- _課題内容_: 次の資料を最初から最後まで、一字一句変えずにそのまま書き写してください。

----- 提供された資料 -----

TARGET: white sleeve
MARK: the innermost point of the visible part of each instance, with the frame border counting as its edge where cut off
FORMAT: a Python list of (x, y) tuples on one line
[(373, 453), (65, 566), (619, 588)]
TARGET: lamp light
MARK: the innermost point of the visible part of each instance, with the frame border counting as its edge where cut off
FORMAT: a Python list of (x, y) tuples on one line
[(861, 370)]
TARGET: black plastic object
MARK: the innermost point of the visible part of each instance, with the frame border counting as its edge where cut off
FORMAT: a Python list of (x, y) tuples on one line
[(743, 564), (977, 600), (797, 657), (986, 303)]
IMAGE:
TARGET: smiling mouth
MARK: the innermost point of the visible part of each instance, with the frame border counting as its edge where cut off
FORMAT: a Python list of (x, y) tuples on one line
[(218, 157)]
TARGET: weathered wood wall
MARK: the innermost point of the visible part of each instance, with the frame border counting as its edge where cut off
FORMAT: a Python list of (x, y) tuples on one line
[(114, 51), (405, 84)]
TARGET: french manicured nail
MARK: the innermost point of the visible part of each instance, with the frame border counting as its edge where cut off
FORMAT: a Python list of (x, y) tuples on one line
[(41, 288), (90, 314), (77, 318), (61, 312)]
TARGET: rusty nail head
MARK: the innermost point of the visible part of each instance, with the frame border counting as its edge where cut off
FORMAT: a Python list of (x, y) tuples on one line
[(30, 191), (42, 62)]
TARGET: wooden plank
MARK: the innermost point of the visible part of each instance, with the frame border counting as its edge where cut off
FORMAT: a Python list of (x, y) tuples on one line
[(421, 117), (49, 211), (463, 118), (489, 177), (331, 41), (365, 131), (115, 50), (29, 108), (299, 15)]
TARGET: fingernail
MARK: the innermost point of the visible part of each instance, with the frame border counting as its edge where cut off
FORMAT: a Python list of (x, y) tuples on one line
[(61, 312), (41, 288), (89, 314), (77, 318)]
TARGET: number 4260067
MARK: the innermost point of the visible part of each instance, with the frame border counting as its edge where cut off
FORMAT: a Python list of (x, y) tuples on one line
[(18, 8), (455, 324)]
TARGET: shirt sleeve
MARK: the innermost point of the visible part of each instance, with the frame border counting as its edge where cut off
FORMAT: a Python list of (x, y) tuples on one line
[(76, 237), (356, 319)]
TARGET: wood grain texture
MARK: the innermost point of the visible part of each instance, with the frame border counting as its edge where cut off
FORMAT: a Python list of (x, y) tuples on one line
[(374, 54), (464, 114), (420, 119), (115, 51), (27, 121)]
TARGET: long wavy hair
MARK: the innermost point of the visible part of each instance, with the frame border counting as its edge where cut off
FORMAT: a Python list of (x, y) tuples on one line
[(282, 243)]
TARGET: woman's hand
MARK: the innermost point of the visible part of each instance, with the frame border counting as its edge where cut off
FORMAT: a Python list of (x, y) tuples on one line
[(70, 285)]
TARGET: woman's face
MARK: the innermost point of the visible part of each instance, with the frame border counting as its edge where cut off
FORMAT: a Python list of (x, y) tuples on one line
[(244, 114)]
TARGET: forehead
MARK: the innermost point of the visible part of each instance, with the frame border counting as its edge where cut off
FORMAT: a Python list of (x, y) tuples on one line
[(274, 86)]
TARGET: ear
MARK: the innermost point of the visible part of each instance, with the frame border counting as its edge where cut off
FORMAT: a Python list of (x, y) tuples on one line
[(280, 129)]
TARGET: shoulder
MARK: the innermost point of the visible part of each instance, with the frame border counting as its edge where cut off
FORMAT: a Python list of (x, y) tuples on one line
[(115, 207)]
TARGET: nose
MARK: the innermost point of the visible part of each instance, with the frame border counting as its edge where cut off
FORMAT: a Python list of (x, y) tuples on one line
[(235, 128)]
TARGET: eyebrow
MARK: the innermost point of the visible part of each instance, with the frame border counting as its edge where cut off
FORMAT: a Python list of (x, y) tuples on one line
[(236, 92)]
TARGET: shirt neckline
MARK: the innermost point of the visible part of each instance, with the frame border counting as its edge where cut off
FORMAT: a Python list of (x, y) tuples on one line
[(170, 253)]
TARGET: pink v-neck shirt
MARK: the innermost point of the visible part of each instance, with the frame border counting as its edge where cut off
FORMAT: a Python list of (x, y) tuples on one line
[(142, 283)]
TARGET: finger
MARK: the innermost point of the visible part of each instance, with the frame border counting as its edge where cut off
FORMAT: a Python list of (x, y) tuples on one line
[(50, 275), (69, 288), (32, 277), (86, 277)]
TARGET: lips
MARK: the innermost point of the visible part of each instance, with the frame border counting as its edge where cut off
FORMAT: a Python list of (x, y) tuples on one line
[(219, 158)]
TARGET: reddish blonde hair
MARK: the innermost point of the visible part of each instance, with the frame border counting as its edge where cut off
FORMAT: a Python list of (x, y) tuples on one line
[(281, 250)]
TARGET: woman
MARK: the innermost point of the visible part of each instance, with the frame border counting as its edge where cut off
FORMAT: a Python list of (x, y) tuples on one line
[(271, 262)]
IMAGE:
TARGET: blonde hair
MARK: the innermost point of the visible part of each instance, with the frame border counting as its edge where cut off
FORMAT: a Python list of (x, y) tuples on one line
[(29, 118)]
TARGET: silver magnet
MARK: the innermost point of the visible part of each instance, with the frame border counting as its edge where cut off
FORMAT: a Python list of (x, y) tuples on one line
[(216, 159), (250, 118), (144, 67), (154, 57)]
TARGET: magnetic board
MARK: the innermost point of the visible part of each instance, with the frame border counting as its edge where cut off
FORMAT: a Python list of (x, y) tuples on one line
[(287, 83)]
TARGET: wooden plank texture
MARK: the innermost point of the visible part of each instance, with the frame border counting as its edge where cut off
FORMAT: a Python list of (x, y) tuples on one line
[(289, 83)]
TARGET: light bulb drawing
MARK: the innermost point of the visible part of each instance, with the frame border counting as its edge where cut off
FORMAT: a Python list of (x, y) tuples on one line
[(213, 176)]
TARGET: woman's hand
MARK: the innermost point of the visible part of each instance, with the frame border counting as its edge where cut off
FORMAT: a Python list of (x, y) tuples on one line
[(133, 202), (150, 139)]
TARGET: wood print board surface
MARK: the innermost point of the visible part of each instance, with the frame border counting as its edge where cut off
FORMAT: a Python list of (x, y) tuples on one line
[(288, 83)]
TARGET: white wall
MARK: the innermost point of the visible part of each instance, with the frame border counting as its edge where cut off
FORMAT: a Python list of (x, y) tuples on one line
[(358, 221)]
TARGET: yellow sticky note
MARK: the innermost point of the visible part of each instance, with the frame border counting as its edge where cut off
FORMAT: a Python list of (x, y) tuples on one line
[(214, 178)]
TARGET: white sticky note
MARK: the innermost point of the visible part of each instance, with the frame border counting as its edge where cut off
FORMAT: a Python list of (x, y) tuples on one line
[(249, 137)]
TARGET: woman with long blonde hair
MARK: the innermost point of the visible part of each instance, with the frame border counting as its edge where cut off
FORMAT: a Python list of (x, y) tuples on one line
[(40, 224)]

-----

- _演習の解答_:
TARGET: white sleeve
MARK: the innermost point of the visible part of each instance, with the frame border counting as its edge where cut off
FORMAT: a Python list of (x, y) tuples on one line
[(373, 453), (65, 566), (619, 588)]
TARGET: lamp light
MARK: the innermost point of the visible part of each instance, with the frame border counting as its edge where cut off
FORMAT: a Python list of (x, y) tuples on one line
[(861, 370)]
TARGET: black plastic object
MARK: the innermost point of the visible part of each instance, with the frame border counting as its edge where cut off
FORMAT: a Python list of (x, y) tuples on one line
[(743, 564), (977, 600), (797, 657), (986, 303)]
IMAGE:
TARGET: smiling mouth
MARK: the innermost point of the visible part of each instance, with the frame border counting as its edge where cut off
FORMAT: a Python list of (x, y) tuples on one line
[(218, 157)]
TARGET: weathered wood wall
MARK: the innermost point of the visible part of each instance, with the frame border counting as its edge where cut off
FORMAT: a Python list of (x, y) tuples on one line
[(114, 51), (405, 84)]
TARGET: french manicured nail
MARK: the innermost point of the visible part of each instance, with the frame border counting as its edge where cut off
FORMAT: a Python list of (x, y) tuples on one line
[(41, 288), (90, 314), (77, 318), (61, 312)]
TARGET: rusty nail head
MARK: the innermost point of the visible part of each instance, with the frame border counting as its edge where cut off
FORMAT: a Python list of (x, y) tuples on one line
[(30, 191), (42, 62)]
TARGET: wooden plank
MARK: the innermost point of the visible part of each instance, with the frame border counting as its edge where cut off
FORMAT: a Python list of (x, y) tuples on one line
[(421, 117), (49, 211), (463, 118), (489, 177), (331, 41), (365, 131), (115, 50), (29, 108), (299, 15)]
TARGET: fingernail
MARK: the innermost point of the visible part of each instance, with the frame border counting as its edge where cut off
FORMAT: a Python list of (x, y) tuples on one line
[(61, 312), (41, 288), (89, 314), (77, 318)]
TARGET: number 4260067
MARK: the innermost point of the visible part of each instance, with the frame border counting as its edge where cut off
FORMAT: a Python list of (x, y) tuples on one line
[(18, 8), (455, 324)]
TARGET: shirt sleeve
MARK: the innermost point of the visible part of each instance, with the frame border counting as its edge where cut off
FORMAT: a Python list of (x, y) tuples on one line
[(76, 237), (356, 319)]
TARGET: wood grain texture
MARK: the innermost point of the visible part of each instance, with the frame border counting as its edge where cut off
FORMAT: a Python list of (x, y) tuples on one line
[(374, 54), (464, 114), (420, 119), (115, 51), (27, 121)]
TARGET: long wavy hair
MARK: the innermost point of the visible part of each instance, with the frame border counting as its edge where cut off
FORMAT: a Python list of (x, y) tuples on one line
[(282, 243)]
TARGET: woman's hand
MARK: the innermost point of the visible part of each instance, with the frame border counting as its edge where cut off
FORMAT: a Python list of (x, y) tuples on one line
[(70, 285)]
TARGET: woman's face
MARK: the innermost point of the visible part of each instance, with the frame border counting as its edge where cut off
FORMAT: a Python list of (x, y) tuples on one line
[(244, 114)]
TARGET: forehead
MARK: the innermost point of the visible part of each instance, with the frame border counting as its edge where cut off
FORMAT: a Python list of (x, y) tuples on one line
[(274, 86)]
TARGET: ear
MARK: the innermost point of the visible part of each instance, with the frame border counting as its edge where cut off
FORMAT: a Python list of (x, y) tuples on one line
[(280, 129)]
TARGET: shoulder
MARK: the innermost point of the visible part of each instance, with the frame border counting as its edge where cut off
FORMAT: a Python list of (x, y) tuples on one line
[(115, 207)]
TARGET: nose
MARK: the innermost point of the visible part of each instance, with the frame border counting as its edge where cut off
FORMAT: a Python list of (x, y) tuples on one line
[(235, 128)]
TARGET: eyebrow
MARK: the innermost point of the visible part of each instance, with the frame border counting as its edge where cut off
FORMAT: a Python list of (x, y) tuples on one line
[(236, 92)]
TARGET: shirt neckline
MARK: the innermost point of the visible part of each instance, with the frame border counting as its edge where cut off
FORMAT: a Python list of (x, y) tuples on one line
[(170, 253)]
TARGET: pink v-neck shirt
MARK: the innermost point of the visible part of each instance, with the frame border counting as its edge where cut off
FORMAT: a Python list of (x, y) tuples on one line
[(142, 283)]
TARGET: finger
MARK: the innermost point of the visible part of each instance, with the frame border counting as its edge where cut off
FORMAT: a Python list of (x, y) tuples on one line
[(50, 275), (69, 288), (32, 277), (86, 277)]
TARGET: lips
MARK: the innermost point of the visible part of each instance, with the frame border counting as its edge where cut off
FORMAT: a Python list of (x, y) tuples on one line
[(219, 158)]
TARGET: reddish blonde hair
MARK: the innermost point of the visible part of each instance, with the frame border counting as its edge where cut off
FORMAT: a Python list of (x, y) tuples on one line
[(281, 250)]
TARGET: woman
MARK: the innermost point of the visible part of each instance, with the frame border counting as its edge where cut off
FORMAT: a Python list of (x, y) tuples on one line
[(271, 262)]
IMAGE:
TARGET: blonde hair
MARK: the innermost point of the visible part of each instance, with the frame border counting as its edge where cut off
FORMAT: a Python list of (x, y) tuples on one line
[(29, 118)]
TARGET: silver magnet
MARK: the innermost point of the visible part of each instance, with the frame border counting as its edge where cut off
FORMAT: a Python list of (x, y) tuples on one line
[(216, 159), (250, 118), (144, 67), (154, 57)]
TARGET: magnetic board
MARK: the innermost point of the visible part of each instance, with the frame border counting as its edge where cut off
FORMAT: a Python list of (x, y) tuples on one line
[(287, 83)]
TARGET: wooden plank texture
MARK: the innermost point of the visible part of each instance, with the frame border counting as its edge where cut off
FORMAT: a Python list of (x, y) tuples on one line
[(289, 83)]
TARGET: light bulb drawing
MARK: the innermost point of the visible part of each instance, with the frame border counting as its edge where cut off
FORMAT: a Python list of (x, y) tuples on one line
[(213, 176)]
TARGET: woman's hand
MARK: the innermost point of the visible part of each instance, with the frame border counting as its edge where cut off
FORMAT: a Python list of (x, y) tuples on one line
[(133, 202), (150, 139)]
TARGET: wood print board surface
MARK: the innermost point of the visible part of each instance, with the frame border counting as its edge where cut off
FORMAT: a Python list of (x, y) tuples on one line
[(288, 83)]
TARGET: white wall
MARK: the innermost point of the visible part of each instance, with the frame border counting as its edge where cut off
FORMAT: a Python list of (x, y) tuples on one line
[(358, 221)]
TARGET: yellow sticky note
MARK: the innermost point of the visible part of each instance, with the frame border counting as its edge where cut off
FORMAT: a Python list of (x, y) tuples on one line
[(214, 178)]
TARGET: white sticky note
MARK: the innermost point of the visible part of each instance, with the frame border counting as its edge where cut off
FORMAT: a Python list of (x, y) tuples on one line
[(249, 137)]
TARGET: woman with long blonde hair
MARK: the innermost point of the visible part of each instance, with the frame border counting as its edge where cut off
FORMAT: a Python list of (x, y) tuples on one line
[(40, 224)]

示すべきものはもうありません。